The request:
Turn the rows below into a Markdown table with the columns No. and Line. Number each line and skip any blank ones.

Dataset entries
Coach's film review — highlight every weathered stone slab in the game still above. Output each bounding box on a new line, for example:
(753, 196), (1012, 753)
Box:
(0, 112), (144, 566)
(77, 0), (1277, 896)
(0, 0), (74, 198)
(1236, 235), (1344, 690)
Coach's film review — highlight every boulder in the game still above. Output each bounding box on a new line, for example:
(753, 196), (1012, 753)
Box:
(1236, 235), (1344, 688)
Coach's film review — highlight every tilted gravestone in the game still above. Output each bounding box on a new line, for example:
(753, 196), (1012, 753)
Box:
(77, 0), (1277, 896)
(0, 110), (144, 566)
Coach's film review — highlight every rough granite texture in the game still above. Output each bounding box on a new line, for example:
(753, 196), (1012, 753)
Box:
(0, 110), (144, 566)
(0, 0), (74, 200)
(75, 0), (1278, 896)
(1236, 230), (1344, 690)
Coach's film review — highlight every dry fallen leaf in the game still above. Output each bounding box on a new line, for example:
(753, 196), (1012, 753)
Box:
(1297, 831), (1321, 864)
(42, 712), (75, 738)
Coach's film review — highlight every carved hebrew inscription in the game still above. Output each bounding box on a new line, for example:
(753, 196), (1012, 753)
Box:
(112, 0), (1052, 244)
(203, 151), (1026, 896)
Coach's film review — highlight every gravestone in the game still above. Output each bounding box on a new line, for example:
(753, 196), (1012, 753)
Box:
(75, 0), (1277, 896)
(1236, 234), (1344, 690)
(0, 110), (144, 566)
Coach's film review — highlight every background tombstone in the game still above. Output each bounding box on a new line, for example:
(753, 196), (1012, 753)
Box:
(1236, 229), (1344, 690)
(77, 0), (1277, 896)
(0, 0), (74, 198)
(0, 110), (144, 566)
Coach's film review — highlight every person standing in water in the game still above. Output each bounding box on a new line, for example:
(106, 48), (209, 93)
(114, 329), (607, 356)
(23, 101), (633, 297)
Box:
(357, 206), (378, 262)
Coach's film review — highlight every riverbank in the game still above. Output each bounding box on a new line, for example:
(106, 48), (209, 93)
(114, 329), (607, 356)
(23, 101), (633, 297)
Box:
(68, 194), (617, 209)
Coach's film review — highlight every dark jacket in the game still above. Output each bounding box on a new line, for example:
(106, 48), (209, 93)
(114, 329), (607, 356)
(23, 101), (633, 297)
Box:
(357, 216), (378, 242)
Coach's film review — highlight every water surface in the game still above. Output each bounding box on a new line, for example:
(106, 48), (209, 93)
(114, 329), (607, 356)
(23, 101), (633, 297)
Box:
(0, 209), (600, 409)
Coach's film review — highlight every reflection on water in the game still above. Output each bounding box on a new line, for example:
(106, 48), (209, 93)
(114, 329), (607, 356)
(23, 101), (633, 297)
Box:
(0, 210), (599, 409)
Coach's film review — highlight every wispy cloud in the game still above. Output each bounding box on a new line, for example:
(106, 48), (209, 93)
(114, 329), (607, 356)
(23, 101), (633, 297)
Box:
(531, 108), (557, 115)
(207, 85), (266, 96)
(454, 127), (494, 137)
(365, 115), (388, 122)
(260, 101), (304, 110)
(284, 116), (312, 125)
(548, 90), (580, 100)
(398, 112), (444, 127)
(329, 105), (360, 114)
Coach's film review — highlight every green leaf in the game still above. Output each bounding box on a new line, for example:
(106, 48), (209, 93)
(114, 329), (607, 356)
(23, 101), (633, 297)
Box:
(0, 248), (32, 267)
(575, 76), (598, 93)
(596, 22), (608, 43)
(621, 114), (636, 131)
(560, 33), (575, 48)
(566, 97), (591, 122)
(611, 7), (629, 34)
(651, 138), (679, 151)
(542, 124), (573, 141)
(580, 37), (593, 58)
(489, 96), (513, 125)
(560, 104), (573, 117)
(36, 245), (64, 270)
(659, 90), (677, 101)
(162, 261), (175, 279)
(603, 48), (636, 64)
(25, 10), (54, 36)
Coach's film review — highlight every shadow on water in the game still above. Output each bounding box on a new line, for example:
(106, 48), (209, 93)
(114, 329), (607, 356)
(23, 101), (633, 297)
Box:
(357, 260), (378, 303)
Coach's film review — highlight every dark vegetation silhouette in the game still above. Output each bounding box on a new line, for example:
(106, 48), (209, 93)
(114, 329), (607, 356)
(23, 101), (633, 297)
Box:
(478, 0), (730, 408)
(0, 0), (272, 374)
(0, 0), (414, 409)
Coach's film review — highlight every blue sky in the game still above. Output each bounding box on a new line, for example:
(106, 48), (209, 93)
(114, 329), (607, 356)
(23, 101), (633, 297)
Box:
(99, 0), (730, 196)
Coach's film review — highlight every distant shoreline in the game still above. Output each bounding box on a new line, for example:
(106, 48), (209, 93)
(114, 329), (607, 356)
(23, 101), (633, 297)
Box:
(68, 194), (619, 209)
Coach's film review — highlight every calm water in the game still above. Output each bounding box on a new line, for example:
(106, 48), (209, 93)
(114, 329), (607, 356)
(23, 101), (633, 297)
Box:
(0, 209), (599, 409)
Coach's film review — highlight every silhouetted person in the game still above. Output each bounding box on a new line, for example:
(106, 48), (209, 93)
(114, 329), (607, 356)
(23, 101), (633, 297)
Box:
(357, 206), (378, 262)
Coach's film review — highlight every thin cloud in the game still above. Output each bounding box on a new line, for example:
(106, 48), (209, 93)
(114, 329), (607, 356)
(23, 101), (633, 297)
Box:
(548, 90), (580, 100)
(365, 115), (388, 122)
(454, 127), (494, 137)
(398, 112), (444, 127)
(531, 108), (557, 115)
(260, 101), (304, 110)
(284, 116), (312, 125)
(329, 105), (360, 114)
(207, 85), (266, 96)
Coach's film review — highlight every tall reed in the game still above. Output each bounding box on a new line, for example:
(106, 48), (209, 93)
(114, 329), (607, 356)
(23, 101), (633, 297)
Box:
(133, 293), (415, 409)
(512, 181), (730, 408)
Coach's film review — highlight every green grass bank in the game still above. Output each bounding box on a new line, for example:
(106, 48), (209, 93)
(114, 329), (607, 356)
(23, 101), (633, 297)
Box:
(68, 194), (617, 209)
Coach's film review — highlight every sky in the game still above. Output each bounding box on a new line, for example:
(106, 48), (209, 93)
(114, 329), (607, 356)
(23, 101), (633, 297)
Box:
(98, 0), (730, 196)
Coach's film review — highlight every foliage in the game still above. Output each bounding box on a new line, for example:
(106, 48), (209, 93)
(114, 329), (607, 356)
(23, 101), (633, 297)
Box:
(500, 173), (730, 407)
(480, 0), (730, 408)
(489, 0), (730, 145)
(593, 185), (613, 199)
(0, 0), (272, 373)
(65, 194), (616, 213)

The answer:
| No. | Line |
|---|---|
| 1 | Coach's film review — highlight every weathered stone slab in the game still above. Output each bounding box on a new line, for example: |
| 2 | (753, 196), (1012, 753) |
| 3 | Box: |
| 4 | (0, 112), (144, 566) |
| 5 | (77, 0), (1277, 896) |
| 6 | (0, 0), (74, 198) |
| 7 | (1236, 235), (1344, 690) |
| 8 | Coach's film review — highlight every boulder in the game still above. Output each bounding box on a new line, for example: |
| 9 | (753, 196), (1012, 753) |
| 10 | Box: |
| 11 | (1236, 235), (1344, 688) |
| 12 | Coach's film review — highlight every tilted gravestone in the game still above. Output each bounding box on a new line, for example: |
| 13 | (753, 196), (1012, 753) |
| 14 | Box: |
| 15 | (77, 0), (1277, 896) |
| 16 | (0, 110), (144, 566) |
| 17 | Coach's film review — highlight every rough granite texture in the game still above. Output each bounding box on a new line, for example: |
| 18 | (753, 196), (1012, 753) |
| 19 | Box: |
| 20 | (0, 110), (144, 566) |
| 21 | (0, 0), (74, 200) |
| 22 | (75, 0), (1278, 896) |
| 23 | (1236, 230), (1344, 690) |
| 24 | Coach's film review — highlight every dry fallen leaf in the game still above. Output each bounding box on a new line, for example: |
| 25 | (753, 196), (1012, 753) |
| 26 | Box: |
| 27 | (1297, 831), (1321, 864) |
| 28 | (42, 712), (75, 738) |
| 29 | Coach's film review — highlight every carved hebrew inscription in the game still above. Output each bounding box on a new line, for example: |
| 30 | (753, 196), (1012, 753) |
| 31 | Box: |
| 32 | (112, 0), (1052, 244) |
| 33 | (203, 151), (1026, 896) |
| 34 | Coach's film review — highlight every gravestone in the game still above. Output each bounding box on a new line, for example: |
| 35 | (753, 196), (1012, 753) |
| 36 | Box: |
| 37 | (75, 0), (1277, 896) |
| 38 | (1236, 234), (1344, 690) |
| 39 | (0, 110), (144, 566) |
| 40 | Coach's film review — highlight every background tombstone in the game still above. Output each bounding box on a new line, for example: |
| 41 | (753, 196), (1012, 753) |
| 42 | Box: |
| 43 | (1236, 229), (1344, 690) |
| 44 | (77, 0), (1277, 896) |
| 45 | (0, 0), (74, 198) |
| 46 | (0, 110), (144, 566) |
| 47 | Coach's film review — highlight every person standing in water in the game still above. Output each bounding box on a new line, for example: |
| 48 | (106, 48), (209, 93) |
| 49 | (114, 329), (607, 356) |
| 50 | (23, 101), (633, 297) |
| 51 | Box: |
| 52 | (357, 206), (378, 262) |
| 53 | Coach's film review — highlight every riverbank in the game still above. Output each bounding box on a new line, for example: |
| 54 | (106, 48), (209, 93) |
| 55 | (114, 329), (607, 356) |
| 56 | (23, 101), (633, 297) |
| 57 | Box: |
| 58 | (68, 194), (617, 209) |
| 59 | Coach's film review — highlight every dark jacket in the game still above. Output each bounding box on a new line, for example: |
| 60 | (106, 48), (209, 93) |
| 61 | (114, 329), (607, 356) |
| 62 | (23, 101), (633, 297) |
| 63 | Box: |
| 64 | (357, 216), (378, 242) |
| 65 | Coach's film review — highlight every water surface in the game still above. Output each bounding box on a new line, for example: |
| 66 | (106, 48), (209, 93) |
| 67 | (114, 329), (607, 356) |
| 68 | (23, 101), (633, 297) |
| 69 | Box: |
| 70 | (0, 209), (600, 409) |
| 71 | Coach's film review — highlight every reflection on water in the game still above. Output each bounding box on a new line, for example: |
| 72 | (106, 48), (209, 93) |
| 73 | (114, 329), (607, 356) |
| 74 | (23, 101), (633, 297) |
| 75 | Box: |
| 76 | (0, 210), (599, 409) |
| 77 | Coach's film review — highlight every wispy cloud in the game still above. Output each bounding box on a new line, for example: |
| 78 | (106, 48), (209, 93) |
| 79 | (114, 329), (607, 356) |
| 80 | (23, 101), (633, 297) |
| 81 | Box: |
| 82 | (531, 108), (557, 115) |
| 83 | (207, 85), (266, 96) |
| 84 | (454, 127), (494, 137) |
| 85 | (365, 115), (388, 122) |
| 86 | (260, 101), (304, 110) |
| 87 | (284, 116), (312, 125) |
| 88 | (548, 90), (580, 100) |
| 89 | (398, 112), (444, 127) |
| 90 | (329, 105), (360, 114) |
| 91 | Coach's film review — highlight every green leaf in the game still above. Output each bounding box on a new line, for example: |
| 92 | (106, 48), (209, 93) |
| 93 | (114, 329), (607, 356) |
| 94 | (23, 101), (633, 297) |
| 95 | Box: |
| 96 | (0, 248), (32, 267) |
| 97 | (575, 76), (598, 93) |
| 98 | (596, 22), (608, 43) |
| 99 | (621, 114), (636, 131) |
| 100 | (560, 33), (575, 48) |
| 101 | (566, 97), (591, 122) |
| 102 | (611, 7), (629, 34) |
| 103 | (651, 138), (679, 151) |
| 104 | (542, 124), (573, 141) |
| 105 | (580, 37), (593, 58) |
| 106 | (489, 96), (513, 125) |
| 107 | (560, 104), (573, 117) |
| 108 | (36, 245), (64, 270) |
| 109 | (659, 90), (677, 101) |
| 110 | (162, 261), (175, 279) |
| 111 | (603, 48), (636, 64) |
| 112 | (25, 10), (54, 36) |
| 113 | Coach's film review — highlight every shadow on water in the game still above. Output each bounding box on a new line, for example: |
| 114 | (106, 48), (209, 93) |
| 115 | (114, 329), (607, 356) |
| 116 | (23, 101), (633, 297) |
| 117 | Box: |
| 118 | (357, 260), (378, 303) |
| 119 | Coach's film review — highlight every dark vegetation silhouette in the game still above. Output each bounding box on a new line, for example: |
| 120 | (106, 48), (209, 93) |
| 121 | (114, 329), (607, 356) |
| 122 | (23, 101), (633, 297) |
| 123 | Box: |
| 124 | (478, 0), (730, 408) |
| 125 | (0, 0), (272, 374) |
| 126 | (0, 0), (414, 409) |
| 127 | Coach's film review — highlight every blue sky in the game still above. Output each bounding box on a new line, for example: |
| 128 | (106, 48), (209, 93) |
| 129 | (114, 329), (607, 356) |
| 130 | (23, 101), (633, 297) |
| 131 | Box: |
| 132 | (99, 0), (730, 196) |
| 133 | Coach's film review — highlight every distant shoreline in the game still above. Output each bounding box on a new line, for example: |
| 134 | (106, 48), (209, 93) |
| 135 | (114, 329), (607, 356) |
| 136 | (23, 101), (633, 297) |
| 137 | Box: |
| 138 | (68, 194), (619, 209) |
| 139 | Coach's film review — highlight every calm water in the game still above. Output each bounding box on a new line, for example: |
| 140 | (106, 48), (209, 93) |
| 141 | (114, 329), (607, 356) |
| 142 | (23, 101), (633, 297) |
| 143 | Box: |
| 144 | (0, 209), (599, 409) |
| 145 | Coach's film review — highlight every silhouetted person in the game still above. Output each bounding box on a new line, for example: |
| 146 | (106, 48), (209, 93) |
| 147 | (114, 329), (607, 356) |
| 148 | (23, 101), (633, 297) |
| 149 | Box: |
| 150 | (357, 206), (378, 262) |
| 151 | Coach's film review — highlight every thin cloud in the game still above. Output each bounding box on a new line, for example: |
| 152 | (106, 48), (209, 93) |
| 153 | (114, 329), (607, 356) |
| 154 | (23, 101), (633, 297) |
| 155 | Box: |
| 156 | (548, 90), (580, 100) |
| 157 | (365, 115), (388, 122) |
| 158 | (454, 127), (494, 137) |
| 159 | (398, 112), (444, 127) |
| 160 | (531, 108), (557, 115) |
| 161 | (260, 101), (304, 110) |
| 162 | (284, 116), (312, 125) |
| 163 | (329, 105), (360, 114) |
| 164 | (207, 85), (266, 96) |
| 165 | Coach's film review — highlight every tall reed in the game still above. Output each bounding box on a new line, for example: |
| 166 | (106, 48), (209, 93) |
| 167 | (114, 329), (607, 356) |
| 168 | (23, 101), (633, 297) |
| 169 | Box: |
| 170 | (133, 293), (415, 409) |
| 171 | (512, 181), (730, 408) |
| 172 | Coach's film review — highlight every green grass bank in the game still above. Output each bounding box on a new line, for example: |
| 173 | (106, 48), (209, 93) |
| 174 | (114, 329), (607, 356) |
| 175 | (23, 101), (633, 297) |
| 176 | Box: |
| 177 | (68, 194), (617, 209) |
| 178 | Coach's film review — highlight every sky in the game still above. Output each bounding box on a new line, for example: |
| 179 | (106, 48), (209, 93) |
| 180 | (114, 329), (607, 356) |
| 181 | (23, 101), (633, 297) |
| 182 | Box: |
| 183 | (98, 0), (730, 196) |
| 184 | Coach's film review — highlight every foliage in the game still above. Output each bounding box on a new line, for example: |
| 185 | (106, 48), (209, 93) |
| 186 | (114, 329), (607, 356) |
| 187 | (23, 101), (633, 297) |
| 188 | Box: |
| 189 | (500, 173), (730, 407) |
| 190 | (480, 0), (730, 408) |
| 191 | (489, 0), (730, 145) |
| 192 | (593, 185), (613, 199) |
| 193 | (0, 0), (272, 373) |
| 194 | (65, 194), (616, 213) |